Your task is to quote the material that follows, in full and exactly.

** Start Data rows **

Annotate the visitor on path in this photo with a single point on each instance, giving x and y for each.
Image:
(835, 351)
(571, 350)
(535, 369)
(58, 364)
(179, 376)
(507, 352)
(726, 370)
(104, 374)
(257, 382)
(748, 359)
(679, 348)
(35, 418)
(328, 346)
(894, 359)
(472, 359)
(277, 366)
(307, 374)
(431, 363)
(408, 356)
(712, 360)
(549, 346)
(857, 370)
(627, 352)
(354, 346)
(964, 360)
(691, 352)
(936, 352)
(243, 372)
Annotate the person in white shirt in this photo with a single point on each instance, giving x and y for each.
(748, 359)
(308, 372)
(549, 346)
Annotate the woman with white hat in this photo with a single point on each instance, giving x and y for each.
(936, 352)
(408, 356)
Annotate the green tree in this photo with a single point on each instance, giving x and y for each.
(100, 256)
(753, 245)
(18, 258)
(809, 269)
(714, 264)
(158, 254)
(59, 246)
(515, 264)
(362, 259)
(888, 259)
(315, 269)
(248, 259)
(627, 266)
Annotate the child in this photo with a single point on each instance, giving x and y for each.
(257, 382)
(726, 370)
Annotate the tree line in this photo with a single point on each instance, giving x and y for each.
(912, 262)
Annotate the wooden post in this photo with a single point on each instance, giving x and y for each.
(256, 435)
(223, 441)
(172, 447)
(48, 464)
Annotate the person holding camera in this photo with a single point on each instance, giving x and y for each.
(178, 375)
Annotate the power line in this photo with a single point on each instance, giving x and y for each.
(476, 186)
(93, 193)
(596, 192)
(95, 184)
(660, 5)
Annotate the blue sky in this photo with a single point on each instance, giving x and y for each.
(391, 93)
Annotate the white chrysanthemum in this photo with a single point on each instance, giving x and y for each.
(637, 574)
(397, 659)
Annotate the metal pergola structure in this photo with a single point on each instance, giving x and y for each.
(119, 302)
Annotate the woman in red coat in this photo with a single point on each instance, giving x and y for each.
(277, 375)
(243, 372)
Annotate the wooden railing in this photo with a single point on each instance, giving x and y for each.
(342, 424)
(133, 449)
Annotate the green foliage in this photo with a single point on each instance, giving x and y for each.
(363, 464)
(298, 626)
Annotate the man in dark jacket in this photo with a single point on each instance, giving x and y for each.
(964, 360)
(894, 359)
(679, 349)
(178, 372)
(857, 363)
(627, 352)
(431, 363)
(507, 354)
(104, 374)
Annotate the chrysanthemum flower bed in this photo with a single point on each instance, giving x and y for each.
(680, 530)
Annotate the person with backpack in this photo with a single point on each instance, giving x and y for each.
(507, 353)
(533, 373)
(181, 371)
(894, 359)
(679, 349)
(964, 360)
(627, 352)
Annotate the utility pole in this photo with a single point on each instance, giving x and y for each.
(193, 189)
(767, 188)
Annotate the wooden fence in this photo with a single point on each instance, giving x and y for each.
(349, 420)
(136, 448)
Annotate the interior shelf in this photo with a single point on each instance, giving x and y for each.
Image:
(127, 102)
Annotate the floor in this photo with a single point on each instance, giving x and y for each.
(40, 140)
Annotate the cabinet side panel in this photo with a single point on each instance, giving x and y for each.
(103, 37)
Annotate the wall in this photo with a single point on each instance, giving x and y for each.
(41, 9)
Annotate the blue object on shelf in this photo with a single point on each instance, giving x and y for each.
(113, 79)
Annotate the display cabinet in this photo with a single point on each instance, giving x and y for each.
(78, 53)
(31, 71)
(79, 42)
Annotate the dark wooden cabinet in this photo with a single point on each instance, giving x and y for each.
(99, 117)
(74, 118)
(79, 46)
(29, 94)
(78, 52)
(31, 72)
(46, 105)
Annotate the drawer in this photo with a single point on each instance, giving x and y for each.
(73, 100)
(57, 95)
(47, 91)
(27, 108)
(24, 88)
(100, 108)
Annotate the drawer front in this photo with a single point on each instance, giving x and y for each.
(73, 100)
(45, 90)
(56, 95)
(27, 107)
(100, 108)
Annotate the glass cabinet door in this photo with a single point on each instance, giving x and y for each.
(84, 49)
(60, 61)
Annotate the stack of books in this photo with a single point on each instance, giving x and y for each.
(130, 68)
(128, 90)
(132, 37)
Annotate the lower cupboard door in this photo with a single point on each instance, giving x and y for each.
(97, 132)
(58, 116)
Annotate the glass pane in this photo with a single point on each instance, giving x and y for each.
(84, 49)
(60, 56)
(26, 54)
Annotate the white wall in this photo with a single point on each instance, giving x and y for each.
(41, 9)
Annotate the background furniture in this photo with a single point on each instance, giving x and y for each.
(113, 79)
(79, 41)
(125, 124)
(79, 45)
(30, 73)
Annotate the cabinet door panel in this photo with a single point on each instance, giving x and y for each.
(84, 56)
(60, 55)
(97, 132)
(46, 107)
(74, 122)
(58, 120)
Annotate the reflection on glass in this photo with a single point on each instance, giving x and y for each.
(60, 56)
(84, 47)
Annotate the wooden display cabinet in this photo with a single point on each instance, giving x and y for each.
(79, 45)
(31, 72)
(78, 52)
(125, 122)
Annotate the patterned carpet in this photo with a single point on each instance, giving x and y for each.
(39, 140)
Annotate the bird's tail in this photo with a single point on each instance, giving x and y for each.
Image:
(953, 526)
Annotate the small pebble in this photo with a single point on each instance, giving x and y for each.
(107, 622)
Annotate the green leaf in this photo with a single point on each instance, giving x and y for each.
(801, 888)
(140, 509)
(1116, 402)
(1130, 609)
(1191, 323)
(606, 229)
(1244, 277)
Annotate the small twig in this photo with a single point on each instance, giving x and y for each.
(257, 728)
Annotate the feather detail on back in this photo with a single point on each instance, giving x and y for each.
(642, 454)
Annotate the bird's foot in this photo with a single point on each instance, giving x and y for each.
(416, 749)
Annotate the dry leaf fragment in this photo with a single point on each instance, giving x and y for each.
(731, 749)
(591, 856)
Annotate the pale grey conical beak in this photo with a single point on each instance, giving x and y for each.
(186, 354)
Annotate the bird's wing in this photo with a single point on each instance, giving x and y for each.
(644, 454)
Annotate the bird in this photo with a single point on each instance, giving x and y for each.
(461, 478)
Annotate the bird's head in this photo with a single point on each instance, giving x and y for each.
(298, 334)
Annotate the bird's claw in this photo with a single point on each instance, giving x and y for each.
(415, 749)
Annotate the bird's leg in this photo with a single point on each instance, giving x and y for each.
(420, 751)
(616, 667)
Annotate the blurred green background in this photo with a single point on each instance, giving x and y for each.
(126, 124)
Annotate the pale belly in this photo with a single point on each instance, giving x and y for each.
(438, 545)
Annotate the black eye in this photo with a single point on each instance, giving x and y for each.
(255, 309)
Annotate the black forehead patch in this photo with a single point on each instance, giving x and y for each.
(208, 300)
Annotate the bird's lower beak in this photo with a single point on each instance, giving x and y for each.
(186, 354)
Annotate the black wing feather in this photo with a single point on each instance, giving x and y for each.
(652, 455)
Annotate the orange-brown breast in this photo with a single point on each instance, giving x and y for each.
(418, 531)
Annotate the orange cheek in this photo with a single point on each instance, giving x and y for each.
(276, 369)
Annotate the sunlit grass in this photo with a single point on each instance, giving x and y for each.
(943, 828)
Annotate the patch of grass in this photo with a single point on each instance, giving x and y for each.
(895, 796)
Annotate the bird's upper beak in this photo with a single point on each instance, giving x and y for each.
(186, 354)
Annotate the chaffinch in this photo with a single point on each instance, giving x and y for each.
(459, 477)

** End Data rows **

▶ **Reply to the exercise**
Annotate the visitor on path in this photo with a single point on each instance, giving x and y for each.
Image:
(835, 351)
(571, 350)
(535, 369)
(58, 364)
(179, 376)
(507, 352)
(726, 370)
(104, 374)
(257, 382)
(748, 359)
(679, 348)
(35, 418)
(328, 346)
(894, 359)
(472, 359)
(277, 366)
(307, 374)
(431, 363)
(408, 356)
(712, 360)
(549, 346)
(857, 370)
(627, 352)
(354, 346)
(964, 360)
(691, 352)
(936, 352)
(243, 372)
Annotate the person in white shirt in this photo with a single point on each instance, giving x and y for each.
(748, 359)
(308, 372)
(549, 346)
Annotate the woman with white hat in this photo with a single point on each instance, giving x and y for each.
(936, 352)
(408, 356)
Annotate the green tree in this photo with a single point on each instance, giving x and y for each.
(100, 256)
(753, 245)
(18, 258)
(809, 269)
(714, 264)
(158, 254)
(59, 246)
(515, 264)
(362, 259)
(888, 259)
(315, 269)
(248, 259)
(627, 266)
Annotate the child in this photo with a single point on each instance, giving x and y for each.
(257, 382)
(726, 370)
Annotate the tree line in this photo with a single point on each instance, giving x and y for each.
(912, 262)
Annotate the wooden post in this photo with a single point on each instance, giving x and y for each.
(256, 435)
(223, 441)
(172, 447)
(48, 464)
Annotate the person holding camera in this photo with a single point on each instance, giving x and y for each.
(178, 375)
Annotate the power line in this photo with a single point on each instance, giving x and y for each.
(476, 186)
(93, 193)
(596, 192)
(95, 184)
(660, 5)
Annotate the blue sky in this photo with a single point on each instance, giving x and y for each.
(391, 93)
Annotate the white chrysanthemum in this photo with a single point on each instance, giving x and y for each.
(637, 574)
(397, 659)
Annotate the metal pergola structure in this photo with a single point on each instance, giving x and y for each.
(119, 302)
Annotate the woman in red coat in this photo with a single point on each instance, giving x and y for each.
(277, 375)
(243, 372)
Annotate the wooden railing in this photo with a single point on each instance, giving x and y for each.
(342, 424)
(133, 449)
Annotate the green foliage in this photo with a single point on each instance, giving x and y for each.
(363, 464)
(298, 626)
Annotate the man in dark jacket in this photo with a single point on each instance, giving x and y for each.
(964, 360)
(894, 359)
(679, 349)
(178, 372)
(857, 363)
(627, 352)
(431, 363)
(507, 354)
(104, 374)
Annotate the chrysanthemum flower bed in this photo with a single point on each instance, giving x and y for each.
(680, 530)
Annotate the person with backpack in this photo with a single point on each instance, giving x and y for each.
(507, 353)
(533, 373)
(181, 371)
(894, 359)
(679, 349)
(964, 360)
(627, 352)
Annotate the utility pole in this photo with a single point on each instance, giving x and y for each.
(193, 189)
(767, 188)
Annotate the wooden fence in this photo with a single point on each instance, giving x and y for each.
(349, 420)
(136, 448)
Annotate the interior shelf in this photo with a single point on each instance, giving x and y for each.
Image:
(127, 102)
Annotate the floor in this photo with a single point on each instance, giving x and y for each.
(40, 140)
Annotate the cabinet side panel in this photo with a single point on each instance, giving x and y for each.
(103, 37)
Annotate the wall in this photo with a single point on each instance, giving x and y for each.
(41, 9)
Annotate the blue object on shelf in this photo with a single point on each instance, giving x and y for each.
(113, 79)
Annotate the display cabinet in this photo with a single point on each instance, giving x and y for each.
(78, 53)
(31, 71)
(79, 42)
Annotate the dark wooden cabinet in this photo with a single point on each instance, giving x and y for each.
(99, 117)
(74, 118)
(79, 46)
(29, 94)
(78, 52)
(31, 72)
(46, 105)
Annotate the drawer in this photo with a single point on each instance, giving x and y for each.
(73, 100)
(57, 95)
(47, 91)
(27, 108)
(24, 88)
(100, 108)
Annotate the drawer front in this photo with a single point on each instance, giving x and y for each.
(73, 100)
(45, 90)
(56, 95)
(27, 107)
(100, 108)
Annotate the glass cabinet door in this photo with a single point on each instance, giving x and y for each.
(84, 49)
(60, 61)
Annotate the stack of books in this photo with a single point on each instance, giving x and y for each.
(130, 68)
(128, 90)
(132, 37)
Annotate the lower cupboard door in this photo with a single point on each instance, giving x and y for each.
(97, 132)
(58, 116)
Annotate the glass pane in this photo with a single point on each instance, giving x and y for each.
(84, 49)
(60, 56)
(26, 54)
Annotate the white wall in this photo with a single point on each instance, giving x and y for each.
(41, 9)
Annotate the background furniture in this photo with a single point on each instance, giving x and y for each.
(113, 79)
(79, 41)
(125, 124)
(79, 45)
(30, 73)
Annotate the cabinet door panel in this photo with a single point on each instance, giving x and y for each.
(84, 56)
(60, 55)
(97, 132)
(46, 107)
(74, 122)
(58, 120)
Annotate the reflection on glass in this photo with a single point on each instance, giving x and y for each.
(60, 56)
(84, 47)
Annotate the wooden display cabinet in this photo with a single point on each instance, giving x and y for each.
(79, 45)
(31, 72)
(78, 52)
(125, 122)
Annotate the patterned carpet in this photo with a single point on each instance, giving x and y for each.
(39, 140)
Annotate the bird's tail in this photo with a single point on each instance, giving x and y for each.
Image:
(953, 526)
Annotate the small pebble in this photo with a single point on each instance, giving x and y for each.
(107, 622)
Annotate the green leaf in this photo with a single point on each instance, giving x and y for each.
(801, 888)
(140, 509)
(1116, 402)
(1130, 609)
(1191, 323)
(606, 229)
(1244, 277)
Annotate the small twig in this photo with a single point on each instance, giving x and y for each.
(257, 728)
Annotate the feather detail on back in this photo with a single point on each instance, giving x and y for each.
(642, 454)
Annotate the bird's foot in this photo with a single point on each instance, giving x and y for each.
(416, 749)
Annotate the dry leaf fragment in this photo with a single point on each instance, giving x and y for each.
(731, 749)
(591, 856)
Annotate the pale grey conical beak in this photo with a single point on each instance, giving x and y for each.
(186, 354)
Annotate the bird's wing in this photo with a single point on each instance, giving x and y for each.
(644, 454)
Annotate the bird in this photo with a single point on each instance, giving x and y for each.
(461, 478)
Annotate the bird's head in this photo with a single point on each instance, giving x and y for each.
(298, 334)
Annotate the bird's claw in this photo with a single point on each instance, giving x and y for each.
(415, 749)
Annotate the bird's leg in this photo with a single point on each instance, giving x and y for each.
(420, 751)
(616, 667)
Annotate the blurred green background in this photo with a single point on each instance, giving x and y for each.
(126, 124)
Annotate the pale belly in this photo with a single point on each instance, giving x and y for each.
(438, 545)
Annotate the black eye in this photo with a single point on each instance, giving x and y for each.
(255, 309)
Annotate the black forehead patch in this photo with a single point on each instance, giving x and y for each.
(208, 300)
Annotate the bird's lower beak in this photo with a single point on each instance, giving x and y for each.
(186, 354)
Annotate the black wing feather in this photo with a single point on each instance, giving x and y for each.
(652, 455)
Annotate the orange-brown breast in this photo with a single point on each instance, giving x and y for each.
(418, 531)
Annotate the orange cheek in this photo with a single point on each instance, giving x and y for each.
(276, 369)
Annotate the sunlit grass in this photo with a single point on each instance, giving x and y for each.
(943, 828)
Annotate the patch of grass in this photo with a single point on each instance, giving x and y for each.
(895, 796)
Annotate the bird's upper beak in this photo with a single point on each instance, giving x and y for each.
(186, 354)
Annotate the chaffinch in this photo with a single point on each instance, giving x and y for each.
(459, 477)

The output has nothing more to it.